▸ **Schriftlicher Auftrag A**
Geben Sie aus dem Text über die Iuventa-Crew alles von „Als weitere Beweismittel“ bis hinunter zu „Hauptzeugen der Anklage.“ wieder und tauschen Sie dabei „Staatsanwaltschaft“ gegen „Anklagebehörde“ aus.

▸ **Vorliegender Textauszug**
---+---
Als angeblicher Beweis gegen die Iuventa-Crew dienen Aufnahmen, die ein Reuters-Journalist von einem Beiboot gemacht hat, das ein anderes leeres Flüchtlingsboot im Schlepptau hat – allerdings wurde dieses in Richtung Norden gezogen, wie eine unabhängige Untersuchung nachweisen konnte. Zudem soll die Besatzung der »Iuventa« nicht eingegriffen haben, als Schleuser mit dem Außenbordmotor eines anderen Flüchtlingsbootes in Richtung Libyen verschwanden.
Als weitere Beweismittel hat die Staatsanwaltschaft Abhörprotokolle vorgelegt, die wohl auf eine Wanze auf der Brücke der »Iuventa« zurückgehen. Demnach habe ein Besatzungsmitglied gesagt, Fotos von Schleusern sollten nicht wie gefordert an die Polizei übergeben werden. Der Hauptvorwurf besteht jedoch in der Behauptung, zwei Personen mit dunkler Hautfarbe – angeblich Schleuser – seien mit einem Boot von der »Iuventa« in Richtung Libyen weggefahren. Das wollen die beiden ehemaligen Polizisten Pietro Gallo und Floriana Ballestra beobachtet haben, für die Staatsanwaltschaft sind sie deshalb die Hauptzeugen der Anklage.
Gallo und Ballestra hatten bei der italienischen Sicherheitsfirma IMI Security angeheuert. Diese Firma hat die Berliner Organisation Save the Children anschließend auf ihrem Rettungsschiff »Vos Hestia« mit verschiedenen Dienstleistungen beauftragt. In zwei ihrer Einsätze hatte die »Iuventa« gerettete Geflüchtete an die wesentlich größere »Vos Hestia« übergeben.
---+---
▸ **Bereitgestellte Datensätze**
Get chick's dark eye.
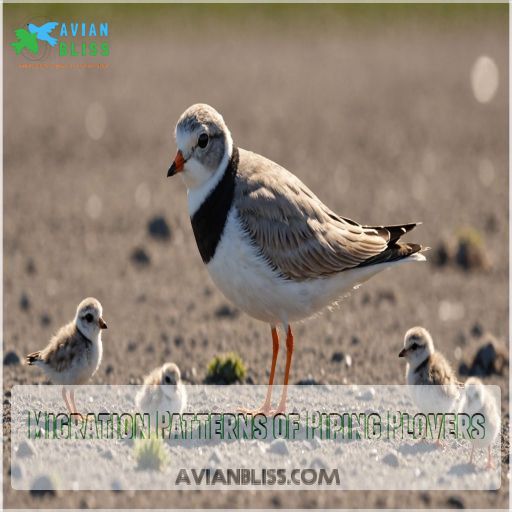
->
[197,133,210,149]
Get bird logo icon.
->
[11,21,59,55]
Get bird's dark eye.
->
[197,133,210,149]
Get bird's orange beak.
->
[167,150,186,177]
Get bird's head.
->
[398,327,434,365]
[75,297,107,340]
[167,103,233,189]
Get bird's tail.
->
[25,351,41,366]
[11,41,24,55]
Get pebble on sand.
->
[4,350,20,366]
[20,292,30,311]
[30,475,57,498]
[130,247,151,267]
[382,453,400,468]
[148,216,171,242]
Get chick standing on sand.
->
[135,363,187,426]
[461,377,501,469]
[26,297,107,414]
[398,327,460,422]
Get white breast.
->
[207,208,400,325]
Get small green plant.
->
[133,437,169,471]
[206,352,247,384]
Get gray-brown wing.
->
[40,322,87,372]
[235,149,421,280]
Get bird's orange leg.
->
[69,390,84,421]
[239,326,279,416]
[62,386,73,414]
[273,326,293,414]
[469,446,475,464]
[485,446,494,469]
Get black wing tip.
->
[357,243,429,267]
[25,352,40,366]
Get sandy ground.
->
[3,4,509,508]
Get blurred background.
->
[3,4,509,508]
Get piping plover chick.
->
---+---
▸ **Schriftlicher Auftrag B**
Schreiben Sie bitte aus den Datensätzen alles vom Anfang bis hinunter zu der Zeile mit „[148,216,171,242]“ unverändert ab, beide Enden eingeschlossen. Lassen Sie die Bilder in der Antwort weg.

▸ **Lösung A**
Als weitere Beweismittel hat die Anklagebehörde Abhörprotokolle vorgelegt, die wohl auf eine Wanze auf der Brücke der »Iuventa« zurückgehen. Demnach habe ein Besatzungsmitglied gesagt, Fotos von Schleusern sollten nicht wie gefordert an die Polizei übergeben werden. Der Hauptvorwurf besteht jedoch in der Behauptung, zwei Personen mit dunkler Hautfarbe – angeblich Schleuser – seien mit einem Boot von der »Iuventa« in Richtung Libyen weggefahren. Das wollen die beiden ehemaligen Polizisten Pietro Gallo und Floriana Ballestra beobachtet haben, für die Anklagebehörde sind sie deshalb die Hauptzeugen der Anklage.

▸ **Lösung B**
Get chick's dark eye.
->
[197,133,210,149]
Get bird logo icon.
->
[11,21,59,55]
Get bird's dark eye.
->
[197,133,210,149]
Get bird's orange beak.
->
[167,150,186,177]
Get bird's head.
->
[398,327,434,365]
[75,297,107,340]
[167,103,233,189]
Get bird's tail.
->
[25,351,41,366]
[11,41,24,55]
Get pebble on sand.
->
[4,350,20,366]
[20,292,30,311]
[30,475,57,498]
[130,247,151,267]
[382,453,400,468]
[148,216,171,242]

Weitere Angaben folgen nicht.